-- START Provided records --

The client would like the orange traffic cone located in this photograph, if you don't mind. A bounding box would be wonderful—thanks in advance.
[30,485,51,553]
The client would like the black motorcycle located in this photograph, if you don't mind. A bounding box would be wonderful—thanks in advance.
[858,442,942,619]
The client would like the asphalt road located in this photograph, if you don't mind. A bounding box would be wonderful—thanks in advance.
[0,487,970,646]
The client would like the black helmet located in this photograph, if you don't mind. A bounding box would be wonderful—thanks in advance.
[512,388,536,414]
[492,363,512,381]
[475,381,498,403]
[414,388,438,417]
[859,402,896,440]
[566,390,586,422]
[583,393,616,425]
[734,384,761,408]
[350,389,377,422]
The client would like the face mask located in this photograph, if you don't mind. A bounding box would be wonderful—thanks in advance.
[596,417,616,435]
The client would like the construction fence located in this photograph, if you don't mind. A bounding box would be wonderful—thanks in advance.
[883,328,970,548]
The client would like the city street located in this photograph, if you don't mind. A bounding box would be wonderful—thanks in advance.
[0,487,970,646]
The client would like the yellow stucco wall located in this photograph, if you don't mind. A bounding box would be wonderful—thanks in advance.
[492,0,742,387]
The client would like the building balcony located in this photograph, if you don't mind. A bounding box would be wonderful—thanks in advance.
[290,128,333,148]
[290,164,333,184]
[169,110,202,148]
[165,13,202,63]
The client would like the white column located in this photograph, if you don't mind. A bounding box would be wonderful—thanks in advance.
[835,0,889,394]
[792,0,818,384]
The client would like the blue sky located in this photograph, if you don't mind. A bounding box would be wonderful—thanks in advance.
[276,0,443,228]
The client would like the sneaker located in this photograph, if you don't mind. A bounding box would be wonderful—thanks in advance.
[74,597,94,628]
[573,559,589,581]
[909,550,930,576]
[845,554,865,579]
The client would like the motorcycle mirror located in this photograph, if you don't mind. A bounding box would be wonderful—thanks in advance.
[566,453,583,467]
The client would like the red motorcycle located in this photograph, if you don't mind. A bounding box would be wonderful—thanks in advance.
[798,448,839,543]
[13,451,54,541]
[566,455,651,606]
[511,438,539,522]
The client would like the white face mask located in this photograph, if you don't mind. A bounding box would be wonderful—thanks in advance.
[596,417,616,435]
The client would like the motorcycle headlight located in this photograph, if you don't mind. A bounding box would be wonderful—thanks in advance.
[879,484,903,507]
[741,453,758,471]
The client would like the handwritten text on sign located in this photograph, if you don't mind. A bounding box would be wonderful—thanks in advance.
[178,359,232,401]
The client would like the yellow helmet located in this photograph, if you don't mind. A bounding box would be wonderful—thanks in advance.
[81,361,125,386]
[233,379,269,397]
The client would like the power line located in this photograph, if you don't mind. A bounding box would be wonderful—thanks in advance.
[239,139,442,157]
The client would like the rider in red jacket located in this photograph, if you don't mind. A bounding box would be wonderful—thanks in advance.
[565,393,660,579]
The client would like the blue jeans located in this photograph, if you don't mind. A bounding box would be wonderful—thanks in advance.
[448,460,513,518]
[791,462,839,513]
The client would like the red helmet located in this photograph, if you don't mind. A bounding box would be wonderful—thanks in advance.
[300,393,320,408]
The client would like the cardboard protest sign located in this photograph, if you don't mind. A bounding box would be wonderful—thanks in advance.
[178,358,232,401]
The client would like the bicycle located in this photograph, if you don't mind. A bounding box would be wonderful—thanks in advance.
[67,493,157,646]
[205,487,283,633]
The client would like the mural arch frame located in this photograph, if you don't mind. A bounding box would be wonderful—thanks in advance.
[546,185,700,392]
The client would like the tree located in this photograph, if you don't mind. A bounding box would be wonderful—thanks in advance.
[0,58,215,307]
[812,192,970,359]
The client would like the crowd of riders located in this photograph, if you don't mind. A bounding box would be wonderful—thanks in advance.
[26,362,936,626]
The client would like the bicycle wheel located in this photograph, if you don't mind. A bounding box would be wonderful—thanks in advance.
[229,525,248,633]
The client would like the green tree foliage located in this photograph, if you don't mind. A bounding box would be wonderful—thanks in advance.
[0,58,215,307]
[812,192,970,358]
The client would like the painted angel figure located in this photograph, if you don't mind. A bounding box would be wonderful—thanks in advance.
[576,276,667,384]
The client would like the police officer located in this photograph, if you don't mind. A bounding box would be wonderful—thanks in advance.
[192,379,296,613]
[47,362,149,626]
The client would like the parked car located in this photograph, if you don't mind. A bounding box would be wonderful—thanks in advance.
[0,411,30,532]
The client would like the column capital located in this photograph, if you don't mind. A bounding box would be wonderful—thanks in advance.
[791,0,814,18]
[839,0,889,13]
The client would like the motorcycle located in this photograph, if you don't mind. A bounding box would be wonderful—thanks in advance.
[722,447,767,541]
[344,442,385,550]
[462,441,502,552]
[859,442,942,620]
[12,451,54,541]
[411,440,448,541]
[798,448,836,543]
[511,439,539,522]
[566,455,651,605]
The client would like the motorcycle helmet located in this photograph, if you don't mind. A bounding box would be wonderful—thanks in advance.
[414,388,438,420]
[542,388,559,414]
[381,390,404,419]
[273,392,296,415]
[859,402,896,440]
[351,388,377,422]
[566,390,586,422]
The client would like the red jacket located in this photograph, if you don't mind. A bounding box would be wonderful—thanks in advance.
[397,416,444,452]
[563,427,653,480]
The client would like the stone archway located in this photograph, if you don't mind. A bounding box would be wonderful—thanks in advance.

-- END Provided records --
-- START Provided records --

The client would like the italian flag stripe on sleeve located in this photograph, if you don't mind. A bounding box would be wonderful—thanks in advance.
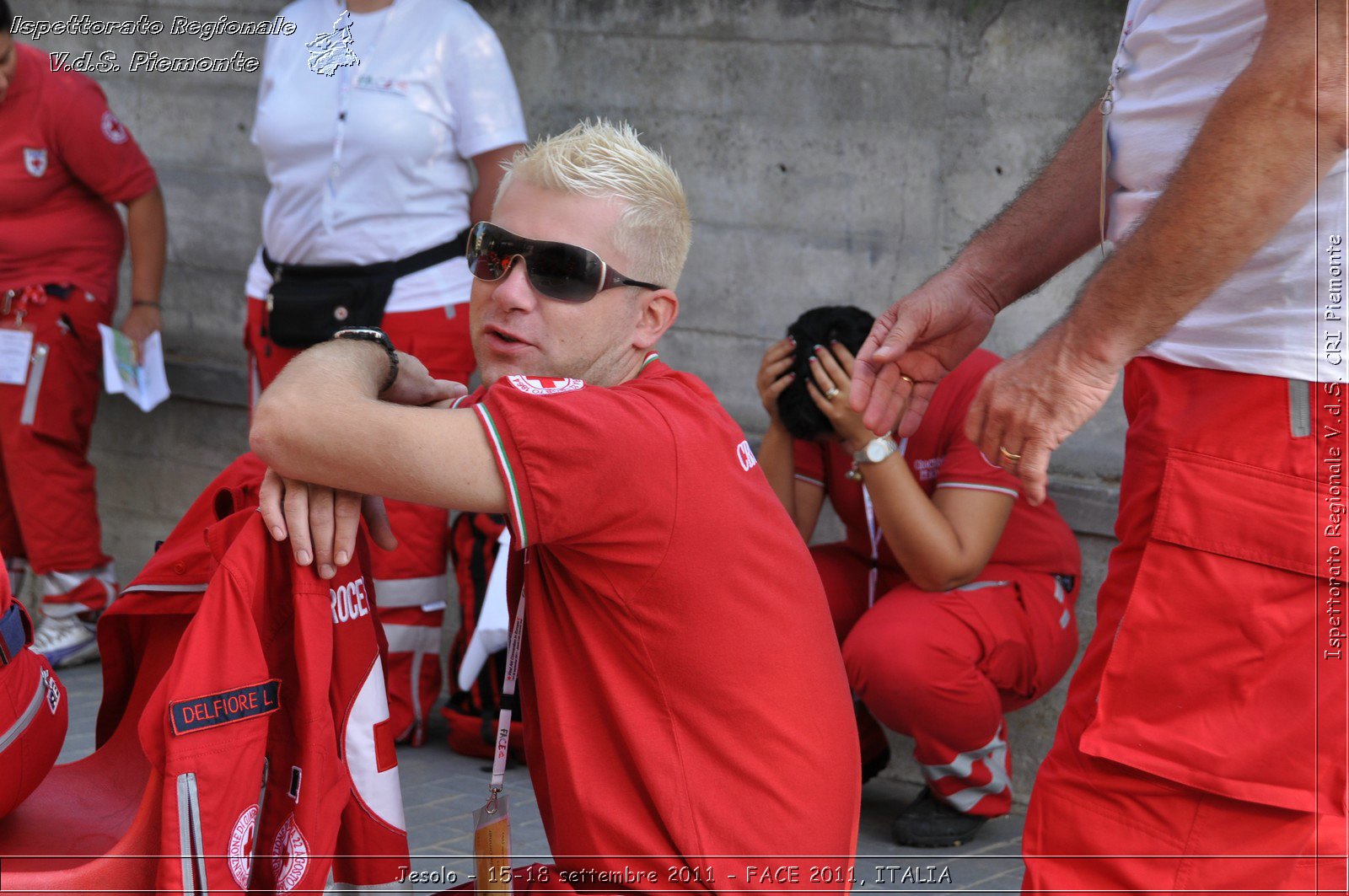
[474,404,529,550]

-- END Provided records --

:: Stated task ::
Turn the records from the line containing "The client would like the city" through the line containing "[741,453,758,471]", both ends included, into a numbered list with any blank lines left out.

:: Reply to the task ::
1. The client would like the city street located in this photograph, if you don't mind. A bounding box would be wonderful—thanks in advance.
2. [0,487,970,646]
3. The client would like the yellow stucco wall located in this photograph, if you don't mind. A bounding box would be wonderful—thanks in advance.
4. [492,0,742,387]
5. The client would like the building balcony located in this photograph, if you don't mind. A bounding box would be wonderful—thanks in advance.
6. [290,128,333,148]
7. [290,164,333,184]
8. [169,110,202,148]
9. [165,13,202,63]
10. The client would like the white column located in this photograph, if you don't mind. A bounding box would be wonderful—thanks in advance.
11. [835,0,889,394]
12. [792,0,818,384]
13. The client would like the blue sky located in this photograph, if you don't mind. A bounding box would be wonderful—thanks in advance.
14. [276,0,443,228]
15. The client would like the sneaker located in this photograph, if you don't mind. A bounding box would be wonderful—thanks in advance.
16. [74,597,94,628]
17. [573,559,589,581]
18. [909,550,930,576]
19. [845,554,865,579]
20. The client would like the motorcycle mirror located in this photograph, if you don't mind. A bounding box would be wonderful—thanks in advance.
21. [566,453,583,467]
22. The client would like the red motorcycle located in this photograph, if you don't mind. A bounding box would be wonderful—thanks in advance.
23. [798,448,839,543]
24. [13,451,54,541]
25. [566,455,651,606]
26. [511,438,539,522]
27. The client would like the white face mask located in this photograph, if you don't mind. A bounding box would be wonderful—thanks in advance.
28. [596,417,616,435]
29. The client would like the motorcycle headlight located in this photograph, if you don't mind. A bounding box would be wonderful—thanks in advance.
30. [879,484,903,507]
31. [741,453,758,471]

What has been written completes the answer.